- _EXERCISE_
Can you repeat the data below word for word, beginning at the line that contains "the bowl interior" and stopping after the final line of the data?
— Start RECORD SET —
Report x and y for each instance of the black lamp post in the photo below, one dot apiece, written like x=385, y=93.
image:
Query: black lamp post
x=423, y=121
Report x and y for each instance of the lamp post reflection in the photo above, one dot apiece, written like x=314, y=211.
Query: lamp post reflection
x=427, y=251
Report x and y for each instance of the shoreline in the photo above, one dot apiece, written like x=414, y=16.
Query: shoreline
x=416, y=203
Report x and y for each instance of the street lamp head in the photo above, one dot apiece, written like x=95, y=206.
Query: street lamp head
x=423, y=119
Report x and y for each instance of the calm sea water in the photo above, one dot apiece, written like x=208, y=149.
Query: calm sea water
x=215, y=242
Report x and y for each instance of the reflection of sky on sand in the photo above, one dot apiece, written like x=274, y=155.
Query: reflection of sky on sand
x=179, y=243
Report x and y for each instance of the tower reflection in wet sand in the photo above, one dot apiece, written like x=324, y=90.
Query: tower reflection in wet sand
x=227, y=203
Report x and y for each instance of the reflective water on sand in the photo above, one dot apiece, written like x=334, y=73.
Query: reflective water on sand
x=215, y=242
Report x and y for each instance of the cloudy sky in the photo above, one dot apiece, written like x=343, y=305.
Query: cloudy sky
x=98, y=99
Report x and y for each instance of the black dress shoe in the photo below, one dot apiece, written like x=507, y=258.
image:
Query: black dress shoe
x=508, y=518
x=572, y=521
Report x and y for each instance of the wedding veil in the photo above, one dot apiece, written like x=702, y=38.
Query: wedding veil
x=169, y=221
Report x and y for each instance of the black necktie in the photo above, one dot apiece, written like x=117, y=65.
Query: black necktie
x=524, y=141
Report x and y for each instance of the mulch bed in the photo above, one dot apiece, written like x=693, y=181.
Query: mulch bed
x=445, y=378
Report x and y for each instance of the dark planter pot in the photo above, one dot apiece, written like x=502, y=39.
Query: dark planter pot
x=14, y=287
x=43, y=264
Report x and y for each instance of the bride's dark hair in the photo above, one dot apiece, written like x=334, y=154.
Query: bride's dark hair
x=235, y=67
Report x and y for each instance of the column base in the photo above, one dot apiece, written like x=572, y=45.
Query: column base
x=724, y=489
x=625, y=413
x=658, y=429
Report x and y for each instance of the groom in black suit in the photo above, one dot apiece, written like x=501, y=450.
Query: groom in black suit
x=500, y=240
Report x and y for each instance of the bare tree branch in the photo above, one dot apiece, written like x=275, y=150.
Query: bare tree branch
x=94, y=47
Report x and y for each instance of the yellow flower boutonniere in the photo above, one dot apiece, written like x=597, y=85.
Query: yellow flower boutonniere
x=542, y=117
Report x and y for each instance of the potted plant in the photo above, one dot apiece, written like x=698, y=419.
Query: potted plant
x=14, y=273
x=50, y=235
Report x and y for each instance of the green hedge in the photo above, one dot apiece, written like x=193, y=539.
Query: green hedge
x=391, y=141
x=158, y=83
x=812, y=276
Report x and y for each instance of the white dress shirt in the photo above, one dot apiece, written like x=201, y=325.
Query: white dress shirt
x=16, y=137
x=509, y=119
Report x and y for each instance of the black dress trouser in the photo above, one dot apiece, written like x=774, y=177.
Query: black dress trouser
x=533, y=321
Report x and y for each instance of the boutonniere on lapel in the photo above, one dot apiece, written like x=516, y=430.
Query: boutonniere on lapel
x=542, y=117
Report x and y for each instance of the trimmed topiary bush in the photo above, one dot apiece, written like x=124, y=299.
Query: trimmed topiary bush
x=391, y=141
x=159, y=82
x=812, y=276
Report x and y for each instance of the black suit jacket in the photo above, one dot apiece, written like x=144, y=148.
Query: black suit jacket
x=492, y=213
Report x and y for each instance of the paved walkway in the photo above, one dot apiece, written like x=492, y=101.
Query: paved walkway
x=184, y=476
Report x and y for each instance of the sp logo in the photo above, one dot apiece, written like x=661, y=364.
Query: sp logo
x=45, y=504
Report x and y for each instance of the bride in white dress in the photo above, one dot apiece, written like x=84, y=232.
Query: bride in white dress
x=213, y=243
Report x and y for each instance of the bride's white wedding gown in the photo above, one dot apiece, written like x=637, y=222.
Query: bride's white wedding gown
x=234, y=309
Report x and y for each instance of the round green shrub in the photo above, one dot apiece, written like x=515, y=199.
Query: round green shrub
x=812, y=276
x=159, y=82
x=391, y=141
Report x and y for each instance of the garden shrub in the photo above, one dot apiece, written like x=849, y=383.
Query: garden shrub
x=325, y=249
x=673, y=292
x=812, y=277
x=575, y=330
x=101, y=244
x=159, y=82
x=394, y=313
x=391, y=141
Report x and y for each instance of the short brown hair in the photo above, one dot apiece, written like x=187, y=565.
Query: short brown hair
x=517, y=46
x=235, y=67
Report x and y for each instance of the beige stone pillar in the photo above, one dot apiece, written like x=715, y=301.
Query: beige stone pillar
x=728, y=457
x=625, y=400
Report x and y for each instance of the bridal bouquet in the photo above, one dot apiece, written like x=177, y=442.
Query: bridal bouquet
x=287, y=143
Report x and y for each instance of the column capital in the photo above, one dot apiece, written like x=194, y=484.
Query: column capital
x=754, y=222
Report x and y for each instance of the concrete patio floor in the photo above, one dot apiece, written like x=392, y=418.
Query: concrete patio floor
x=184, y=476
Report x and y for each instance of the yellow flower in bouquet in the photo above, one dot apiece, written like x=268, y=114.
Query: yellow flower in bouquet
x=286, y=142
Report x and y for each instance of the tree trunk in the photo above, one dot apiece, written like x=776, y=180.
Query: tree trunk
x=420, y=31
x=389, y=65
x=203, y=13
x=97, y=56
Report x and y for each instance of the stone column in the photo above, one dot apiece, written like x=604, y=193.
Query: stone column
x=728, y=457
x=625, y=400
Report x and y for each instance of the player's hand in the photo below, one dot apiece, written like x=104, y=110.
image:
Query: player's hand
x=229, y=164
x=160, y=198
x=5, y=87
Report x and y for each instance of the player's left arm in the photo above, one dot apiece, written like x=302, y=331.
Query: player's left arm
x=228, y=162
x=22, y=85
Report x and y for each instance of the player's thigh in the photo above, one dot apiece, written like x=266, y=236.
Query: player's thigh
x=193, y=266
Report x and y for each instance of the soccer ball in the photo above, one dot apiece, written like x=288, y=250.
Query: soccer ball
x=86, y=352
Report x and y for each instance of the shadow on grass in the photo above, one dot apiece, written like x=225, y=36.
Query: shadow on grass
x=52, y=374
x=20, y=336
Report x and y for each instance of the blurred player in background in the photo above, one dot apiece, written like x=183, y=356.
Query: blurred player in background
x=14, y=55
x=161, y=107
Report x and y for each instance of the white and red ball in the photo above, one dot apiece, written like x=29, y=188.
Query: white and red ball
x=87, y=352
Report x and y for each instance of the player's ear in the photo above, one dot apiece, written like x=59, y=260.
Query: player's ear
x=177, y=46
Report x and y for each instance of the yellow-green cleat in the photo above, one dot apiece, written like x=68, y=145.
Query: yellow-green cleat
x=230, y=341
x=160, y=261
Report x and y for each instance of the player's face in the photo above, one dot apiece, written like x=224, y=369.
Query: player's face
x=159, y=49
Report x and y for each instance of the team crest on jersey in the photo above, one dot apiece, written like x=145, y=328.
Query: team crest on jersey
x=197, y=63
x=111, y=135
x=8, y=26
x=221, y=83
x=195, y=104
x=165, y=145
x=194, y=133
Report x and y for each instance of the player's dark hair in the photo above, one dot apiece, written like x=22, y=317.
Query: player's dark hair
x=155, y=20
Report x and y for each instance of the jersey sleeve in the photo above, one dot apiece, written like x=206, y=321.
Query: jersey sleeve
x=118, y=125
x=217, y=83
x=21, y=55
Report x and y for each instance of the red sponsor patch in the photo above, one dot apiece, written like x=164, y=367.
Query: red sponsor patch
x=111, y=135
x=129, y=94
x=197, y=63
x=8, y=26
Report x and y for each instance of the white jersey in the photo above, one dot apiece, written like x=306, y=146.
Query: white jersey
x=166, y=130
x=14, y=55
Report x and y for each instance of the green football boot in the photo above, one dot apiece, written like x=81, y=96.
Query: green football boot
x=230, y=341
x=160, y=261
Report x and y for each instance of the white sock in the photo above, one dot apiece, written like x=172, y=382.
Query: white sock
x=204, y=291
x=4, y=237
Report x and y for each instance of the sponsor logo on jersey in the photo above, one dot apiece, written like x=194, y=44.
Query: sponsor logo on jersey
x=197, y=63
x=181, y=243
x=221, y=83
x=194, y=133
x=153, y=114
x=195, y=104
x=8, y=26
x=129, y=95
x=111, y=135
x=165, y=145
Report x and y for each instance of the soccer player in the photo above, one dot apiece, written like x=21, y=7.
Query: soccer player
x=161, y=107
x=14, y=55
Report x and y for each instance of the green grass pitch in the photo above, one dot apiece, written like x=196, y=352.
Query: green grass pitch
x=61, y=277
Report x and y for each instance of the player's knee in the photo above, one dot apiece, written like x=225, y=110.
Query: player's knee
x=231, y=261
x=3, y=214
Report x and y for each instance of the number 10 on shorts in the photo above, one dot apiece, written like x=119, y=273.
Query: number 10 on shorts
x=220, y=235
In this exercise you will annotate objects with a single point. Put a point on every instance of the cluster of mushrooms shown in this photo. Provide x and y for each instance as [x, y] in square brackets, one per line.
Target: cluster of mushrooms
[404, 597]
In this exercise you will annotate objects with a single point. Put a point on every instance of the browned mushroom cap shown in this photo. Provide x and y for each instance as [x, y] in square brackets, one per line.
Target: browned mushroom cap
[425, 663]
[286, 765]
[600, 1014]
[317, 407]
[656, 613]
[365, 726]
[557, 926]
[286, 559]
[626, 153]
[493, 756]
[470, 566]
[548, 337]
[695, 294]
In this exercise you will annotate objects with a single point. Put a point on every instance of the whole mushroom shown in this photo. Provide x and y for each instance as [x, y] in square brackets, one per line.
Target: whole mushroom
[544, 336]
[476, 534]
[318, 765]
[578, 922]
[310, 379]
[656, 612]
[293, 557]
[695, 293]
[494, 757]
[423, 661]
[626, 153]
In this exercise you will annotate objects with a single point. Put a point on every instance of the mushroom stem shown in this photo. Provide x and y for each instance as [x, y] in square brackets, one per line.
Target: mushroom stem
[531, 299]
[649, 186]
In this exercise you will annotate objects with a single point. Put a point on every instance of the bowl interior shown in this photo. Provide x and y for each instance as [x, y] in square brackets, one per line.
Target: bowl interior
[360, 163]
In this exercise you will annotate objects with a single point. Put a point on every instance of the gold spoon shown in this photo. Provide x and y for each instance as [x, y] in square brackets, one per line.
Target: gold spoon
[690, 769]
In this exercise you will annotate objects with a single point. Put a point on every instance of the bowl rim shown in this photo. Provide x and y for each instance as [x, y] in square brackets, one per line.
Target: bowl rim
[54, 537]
— End RECORD SET —
- _FINAL RESULT_
In this exercise you will annotate objects with a single point. Put a point on every instance of the bowl interior shown in this photo. Provide x and y for each instance as [x, y] in square brackets, one per line.
Target: bowl interior
[360, 163]
In this exercise you will annotate objects with a single point. Put a point on every instance of the gold spoon shown in this photo. Provide x and y for each instance as [x, y] in square brackets, one per line.
Target: gold spoon
[690, 769]
In this exercise you will annotate objects with a single point. Put a point on every instance of the bowl rim shown in this photo. Provide x and y for each instance as [x, y] in square brackets, one per line.
Target: bowl rim
[54, 537]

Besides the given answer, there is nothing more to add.